## Stated goal
Reproduce every line of the data below without any alteration.

## Input data
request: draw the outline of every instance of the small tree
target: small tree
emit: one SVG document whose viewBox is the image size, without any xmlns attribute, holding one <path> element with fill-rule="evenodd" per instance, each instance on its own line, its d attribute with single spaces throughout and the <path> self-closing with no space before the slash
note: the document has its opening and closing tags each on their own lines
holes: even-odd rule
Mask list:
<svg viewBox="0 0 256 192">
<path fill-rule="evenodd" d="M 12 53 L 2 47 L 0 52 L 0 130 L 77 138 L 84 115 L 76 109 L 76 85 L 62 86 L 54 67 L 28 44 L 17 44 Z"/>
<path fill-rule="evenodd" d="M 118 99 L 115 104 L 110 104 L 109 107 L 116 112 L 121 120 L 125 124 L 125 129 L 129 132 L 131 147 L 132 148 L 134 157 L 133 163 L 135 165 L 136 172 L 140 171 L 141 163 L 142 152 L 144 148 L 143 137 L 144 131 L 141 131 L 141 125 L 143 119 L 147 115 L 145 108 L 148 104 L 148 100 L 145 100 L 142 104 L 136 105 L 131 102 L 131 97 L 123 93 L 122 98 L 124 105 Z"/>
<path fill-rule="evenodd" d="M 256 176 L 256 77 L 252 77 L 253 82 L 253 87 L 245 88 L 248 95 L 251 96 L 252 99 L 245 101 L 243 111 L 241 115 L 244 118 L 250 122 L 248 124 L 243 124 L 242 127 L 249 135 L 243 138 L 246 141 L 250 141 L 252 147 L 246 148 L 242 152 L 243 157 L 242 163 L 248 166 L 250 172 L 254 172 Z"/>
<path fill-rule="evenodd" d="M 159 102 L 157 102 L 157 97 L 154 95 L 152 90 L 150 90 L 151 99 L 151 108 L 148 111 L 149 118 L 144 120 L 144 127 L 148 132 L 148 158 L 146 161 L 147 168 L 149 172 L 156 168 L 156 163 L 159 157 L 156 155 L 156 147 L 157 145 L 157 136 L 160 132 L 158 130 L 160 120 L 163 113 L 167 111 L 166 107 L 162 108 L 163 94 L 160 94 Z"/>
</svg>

## Task answer
request: draw the outline of every instance of the small tree
target: small tree
emit: one SVG document whose viewBox is the image size, without any xmlns attribute, holding one <path> element with fill-rule="evenodd" per instance, each instance on its own line, its d attribute with single spaces throughout and the <path> self-closing with no space before the slash
note: the document has its opening and closing tags each on their own lines
holes: even-odd rule
Mask list:
<svg viewBox="0 0 256 192">
<path fill-rule="evenodd" d="M 12 53 L 2 47 L 0 52 L 0 130 L 77 138 L 84 115 L 76 109 L 76 85 L 62 86 L 54 67 L 28 44 L 17 44 Z"/>
<path fill-rule="evenodd" d="M 118 99 L 115 104 L 110 104 L 109 107 L 116 112 L 121 120 L 125 124 L 125 129 L 129 132 L 131 147 L 132 148 L 134 157 L 133 163 L 135 165 L 136 172 L 140 171 L 141 163 L 142 152 L 144 148 L 143 137 L 144 131 L 141 131 L 141 125 L 143 119 L 147 115 L 145 108 L 148 104 L 148 100 L 145 100 L 142 104 L 136 105 L 131 102 L 131 97 L 123 93 L 122 98 L 124 105 Z"/>
<path fill-rule="evenodd" d="M 256 176 L 256 77 L 252 77 L 253 82 L 253 87 L 245 88 L 248 95 L 251 96 L 252 99 L 245 101 L 243 111 L 241 115 L 244 118 L 250 122 L 248 124 L 243 124 L 242 127 L 249 135 L 243 138 L 246 141 L 250 141 L 252 147 L 246 148 L 242 152 L 243 157 L 242 163 L 248 166 L 250 172 L 254 172 Z"/>
<path fill-rule="evenodd" d="M 159 102 L 157 102 L 157 97 L 154 95 L 152 90 L 150 90 L 151 99 L 151 108 L 148 111 L 149 118 L 144 120 L 144 127 L 148 132 L 148 158 L 146 161 L 147 168 L 149 172 L 156 168 L 156 163 L 159 157 L 156 155 L 156 147 L 157 145 L 157 136 L 160 132 L 158 130 L 160 120 L 163 113 L 167 111 L 166 107 L 162 108 L 163 94 L 160 94 Z"/>
</svg>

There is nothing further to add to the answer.